Records supplied:
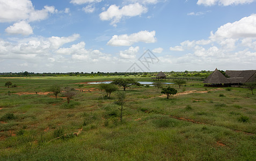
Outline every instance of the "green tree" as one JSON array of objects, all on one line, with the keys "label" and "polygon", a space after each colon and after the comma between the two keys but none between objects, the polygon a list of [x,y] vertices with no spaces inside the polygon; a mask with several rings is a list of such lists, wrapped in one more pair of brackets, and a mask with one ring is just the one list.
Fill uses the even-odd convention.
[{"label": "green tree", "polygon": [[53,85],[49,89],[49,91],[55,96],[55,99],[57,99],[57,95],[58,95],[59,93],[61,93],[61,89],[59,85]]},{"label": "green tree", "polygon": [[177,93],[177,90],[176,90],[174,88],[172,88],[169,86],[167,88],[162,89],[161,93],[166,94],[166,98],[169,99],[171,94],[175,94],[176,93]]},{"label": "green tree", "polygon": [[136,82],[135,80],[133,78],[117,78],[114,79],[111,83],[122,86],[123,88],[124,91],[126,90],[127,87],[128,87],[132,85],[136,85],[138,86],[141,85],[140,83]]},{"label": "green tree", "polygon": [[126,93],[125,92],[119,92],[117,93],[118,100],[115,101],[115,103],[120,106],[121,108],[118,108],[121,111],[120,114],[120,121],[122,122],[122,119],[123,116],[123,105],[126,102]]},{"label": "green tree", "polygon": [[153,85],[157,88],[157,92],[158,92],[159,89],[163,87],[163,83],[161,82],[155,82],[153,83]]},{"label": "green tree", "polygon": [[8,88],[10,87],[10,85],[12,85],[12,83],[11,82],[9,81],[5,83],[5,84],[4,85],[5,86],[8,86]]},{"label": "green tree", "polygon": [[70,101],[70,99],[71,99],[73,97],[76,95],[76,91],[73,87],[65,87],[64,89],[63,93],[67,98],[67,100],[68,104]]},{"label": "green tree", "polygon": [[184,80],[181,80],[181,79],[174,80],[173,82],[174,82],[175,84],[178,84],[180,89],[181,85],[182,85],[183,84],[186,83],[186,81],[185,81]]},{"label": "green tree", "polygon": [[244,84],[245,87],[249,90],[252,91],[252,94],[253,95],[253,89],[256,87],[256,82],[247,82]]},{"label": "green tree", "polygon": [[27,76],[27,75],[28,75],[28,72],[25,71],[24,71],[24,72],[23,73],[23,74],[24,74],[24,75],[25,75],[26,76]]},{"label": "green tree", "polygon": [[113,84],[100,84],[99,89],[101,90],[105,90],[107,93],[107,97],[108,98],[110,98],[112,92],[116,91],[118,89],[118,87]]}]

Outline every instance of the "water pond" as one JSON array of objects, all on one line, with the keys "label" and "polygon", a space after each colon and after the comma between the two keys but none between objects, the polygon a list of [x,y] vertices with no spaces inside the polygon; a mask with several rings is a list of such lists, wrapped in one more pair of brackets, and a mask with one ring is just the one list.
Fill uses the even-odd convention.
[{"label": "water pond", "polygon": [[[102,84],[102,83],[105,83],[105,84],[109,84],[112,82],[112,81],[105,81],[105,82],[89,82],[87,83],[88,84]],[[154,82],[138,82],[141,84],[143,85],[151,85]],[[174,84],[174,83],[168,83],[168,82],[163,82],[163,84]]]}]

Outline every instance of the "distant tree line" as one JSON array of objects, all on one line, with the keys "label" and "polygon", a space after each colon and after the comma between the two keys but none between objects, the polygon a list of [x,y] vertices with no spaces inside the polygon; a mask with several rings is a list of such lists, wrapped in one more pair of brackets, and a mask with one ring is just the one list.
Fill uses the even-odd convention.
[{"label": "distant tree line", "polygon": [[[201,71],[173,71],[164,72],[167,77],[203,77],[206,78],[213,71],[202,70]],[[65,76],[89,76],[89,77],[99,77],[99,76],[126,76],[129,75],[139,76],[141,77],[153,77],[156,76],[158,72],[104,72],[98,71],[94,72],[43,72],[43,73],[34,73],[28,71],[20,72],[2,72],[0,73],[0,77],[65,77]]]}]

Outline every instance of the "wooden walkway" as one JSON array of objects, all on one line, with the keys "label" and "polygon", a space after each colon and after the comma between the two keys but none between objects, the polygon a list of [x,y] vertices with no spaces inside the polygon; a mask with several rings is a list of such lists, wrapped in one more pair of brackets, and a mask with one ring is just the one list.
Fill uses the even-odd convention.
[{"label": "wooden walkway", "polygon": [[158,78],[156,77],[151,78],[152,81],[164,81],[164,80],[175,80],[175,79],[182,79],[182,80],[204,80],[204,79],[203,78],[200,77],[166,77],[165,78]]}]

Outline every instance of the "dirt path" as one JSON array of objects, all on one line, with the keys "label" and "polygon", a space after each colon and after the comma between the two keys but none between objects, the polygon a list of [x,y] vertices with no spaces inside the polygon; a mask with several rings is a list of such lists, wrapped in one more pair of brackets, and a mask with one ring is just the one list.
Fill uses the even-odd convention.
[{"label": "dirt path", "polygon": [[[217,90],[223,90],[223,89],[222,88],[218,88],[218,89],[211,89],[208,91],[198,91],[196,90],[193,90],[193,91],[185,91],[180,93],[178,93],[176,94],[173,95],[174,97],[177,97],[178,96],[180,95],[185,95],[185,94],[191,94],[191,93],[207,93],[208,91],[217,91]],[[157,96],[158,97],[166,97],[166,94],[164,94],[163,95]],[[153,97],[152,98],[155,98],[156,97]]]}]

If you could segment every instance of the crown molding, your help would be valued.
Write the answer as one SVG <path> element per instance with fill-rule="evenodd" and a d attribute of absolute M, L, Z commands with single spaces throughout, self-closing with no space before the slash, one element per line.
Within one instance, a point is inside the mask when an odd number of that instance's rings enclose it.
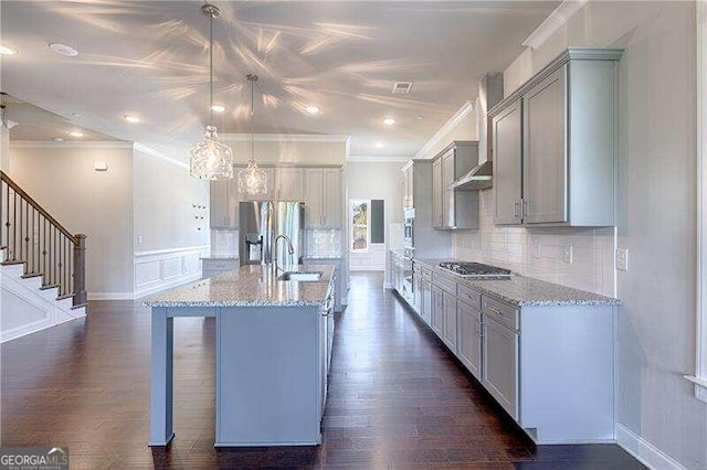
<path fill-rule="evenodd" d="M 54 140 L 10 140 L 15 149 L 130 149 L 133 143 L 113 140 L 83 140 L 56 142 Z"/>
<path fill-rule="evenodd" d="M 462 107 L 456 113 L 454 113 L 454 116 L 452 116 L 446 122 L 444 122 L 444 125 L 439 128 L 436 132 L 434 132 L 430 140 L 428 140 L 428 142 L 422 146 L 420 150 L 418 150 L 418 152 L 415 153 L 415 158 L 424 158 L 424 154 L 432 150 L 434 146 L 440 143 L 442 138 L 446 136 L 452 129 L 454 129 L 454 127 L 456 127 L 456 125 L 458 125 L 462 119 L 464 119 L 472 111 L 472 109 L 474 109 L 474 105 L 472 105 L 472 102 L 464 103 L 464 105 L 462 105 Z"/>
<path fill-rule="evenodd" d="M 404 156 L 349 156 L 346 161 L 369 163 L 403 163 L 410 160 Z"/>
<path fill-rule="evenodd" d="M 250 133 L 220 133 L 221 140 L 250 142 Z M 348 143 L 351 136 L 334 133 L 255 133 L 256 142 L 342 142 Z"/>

Aim: Copy out every row above word for word, leaving out the pictures.

Answer for the task:
Outline every instance of the "green tree" as one JSON array of objects, all on one line, with the keys "label" and "polygon", a space after each colon and after the comma between the two keys but none between objects, the polygon a list of [x,y] vertices with no spaces inside the polygon; a mask with several rings is a list of such lists, wrapped in one more pair of brackets, and a mask with one ring is just the one list.
Fill uses the even-odd convention.
[{"label": "green tree", "polygon": [[53,85],[49,89],[49,91],[55,96],[55,99],[57,99],[57,95],[58,95],[59,93],[61,93],[61,89],[59,85]]},{"label": "green tree", "polygon": [[177,93],[177,90],[176,90],[174,88],[172,88],[169,86],[167,88],[162,89],[161,93],[166,94],[166,98],[169,99],[171,94],[175,94],[176,93]]},{"label": "green tree", "polygon": [[136,82],[135,80],[133,78],[117,78],[114,79],[111,83],[122,86],[123,88],[124,91],[126,90],[127,87],[128,87],[132,85],[136,85],[138,86],[141,85],[140,83]]},{"label": "green tree", "polygon": [[126,93],[125,92],[119,92],[117,93],[118,100],[115,101],[115,103],[120,106],[121,108],[118,108],[121,111],[120,114],[120,121],[122,122],[122,119],[123,116],[123,105],[126,102]]},{"label": "green tree", "polygon": [[153,85],[157,88],[157,92],[158,92],[159,89],[163,87],[163,83],[161,82],[155,82],[153,83]]},{"label": "green tree", "polygon": [[8,88],[10,87],[10,85],[12,85],[12,83],[11,82],[9,81],[5,83],[5,84],[4,85],[5,86],[8,86]]},{"label": "green tree", "polygon": [[70,101],[70,99],[71,99],[73,97],[76,95],[76,91],[73,87],[65,87],[64,89],[63,93],[67,98],[67,100],[68,104]]},{"label": "green tree", "polygon": [[184,80],[181,80],[181,79],[174,80],[173,82],[174,82],[175,84],[178,84],[180,89],[181,85],[182,85],[183,84],[186,83],[186,81],[185,81]]},{"label": "green tree", "polygon": [[244,84],[245,87],[249,90],[252,91],[252,94],[253,95],[253,89],[256,87],[256,82],[247,82]]},{"label": "green tree", "polygon": [[27,76],[27,75],[28,75],[28,72],[25,71],[24,71],[24,72],[23,73],[23,74],[24,74],[24,75],[25,75],[26,76]]},{"label": "green tree", "polygon": [[113,84],[100,84],[99,89],[101,90],[105,90],[107,93],[107,97],[108,98],[110,98],[112,92],[116,91],[118,89],[118,87]]}]

Outline every instance of the "water pond" as one JSON array of objects, all on one line, with the keys "label" and "polygon", a space after each colon and after the comma between the two keys but none between objects, the polygon a list of [x,y] vertices with no spaces inside the polygon; a mask with several rings is a list of such lists, wrapped in one more pair of brackets, and a mask with one ring is just the one list.
Fill uses the even-odd convention.
[{"label": "water pond", "polygon": [[[102,84],[102,83],[105,83],[105,84],[109,84],[112,82],[112,81],[105,81],[105,82],[89,82],[87,83],[88,84]],[[154,82],[138,82],[141,84],[143,85],[151,85]],[[174,84],[174,83],[168,83],[168,82],[163,82],[163,84]]]}]

Outline every instance of the "distant tree line" as one JSON array of objects, all on one line, with the keys "label" and "polygon", a space after each colon and after the comma between the two keys but none between objects, the polygon a list of [x,y] vertices with no spaces inside the polygon; a mask with several rings is a list of such lists, wrapped in one more pair of brackets, and a mask with one ring is just the one list.
Fill uses the even-odd convention.
[{"label": "distant tree line", "polygon": [[[201,71],[173,71],[164,72],[167,77],[203,77],[206,78],[213,71],[202,70]],[[65,76],[89,76],[89,77],[99,77],[99,76],[126,76],[129,75],[139,76],[141,77],[153,77],[156,76],[158,72],[104,72],[98,71],[94,72],[43,72],[43,73],[34,73],[28,71],[20,72],[2,72],[0,73],[0,77],[65,77]]]}]

Outline every instance of the "wooden walkway" as one JSON array of objects, all on one line, with the keys "label" and "polygon", a space after each colon and after the comma between the two keys but none between objects, the polygon a list of [x,y] vertices with no spaces inside the polygon; a mask with several rings is a list of such lists, wrapped in one more pair of brackets, and a mask with one ring is just the one list.
Fill uses the even-odd convention.
[{"label": "wooden walkway", "polygon": [[158,78],[156,77],[151,78],[152,81],[164,81],[164,80],[175,80],[175,79],[182,79],[182,80],[204,80],[204,79],[203,78],[200,77],[166,77],[165,78]]}]

Outline every instance of the "dirt path" as one JSON array of objects, all on one line, with the keys "label" and "polygon", a space after each colon and after the comma between the two keys but none between objects, the polygon a list of [x,y] vertices with no spaces inside the polygon; a mask with several rings is a list of such lists, wrapped in one more pair of brackets, and a mask with one ring is just the one list.
Fill uses the even-odd convention.
[{"label": "dirt path", "polygon": [[[217,90],[223,90],[223,89],[222,88],[218,88],[218,89],[211,89],[208,91],[198,91],[196,90],[193,90],[193,91],[185,91],[180,93],[178,93],[176,94],[173,95],[174,97],[177,97],[178,96],[180,95],[185,95],[185,94],[191,94],[191,93],[207,93],[208,91],[217,91]],[[157,96],[158,97],[166,97],[166,94],[164,94],[163,95]],[[153,97],[152,98],[155,98],[156,97]]]}]

If you could segment every instance of the crown molding, your help would be valued.
Write the answer as one SVG <path> element per instance with fill-rule="evenodd" and a d attribute of absolute M, L, Z commands with single spaces throughout, self-closing with no space before the slash, one element per line.
Within one instance, a point is inside the mask when an odd number of that instance's rings enclose it.
<path fill-rule="evenodd" d="M 54 140 L 10 140 L 15 149 L 130 149 L 133 143 L 113 140 L 83 140 L 56 142 Z"/>
<path fill-rule="evenodd" d="M 462 107 L 456 113 L 454 113 L 454 116 L 452 116 L 446 122 L 444 122 L 444 125 L 439 128 L 436 132 L 434 132 L 430 140 L 428 140 L 428 142 L 422 146 L 420 150 L 418 150 L 418 152 L 415 153 L 415 158 L 424 158 L 424 154 L 432 150 L 434 146 L 440 143 L 442 138 L 446 136 L 452 129 L 454 129 L 454 127 L 456 127 L 456 125 L 458 125 L 462 119 L 464 119 L 472 111 L 472 109 L 474 109 L 474 105 L 472 105 L 472 102 L 464 103 L 464 105 L 462 105 Z"/>
<path fill-rule="evenodd" d="M 404 156 L 349 156 L 346 161 L 369 163 L 403 163 L 410 160 Z"/>
<path fill-rule="evenodd" d="M 250 133 L 220 133 L 221 140 L 250 142 Z M 348 143 L 351 136 L 334 133 L 255 133 L 256 142 L 342 142 Z"/>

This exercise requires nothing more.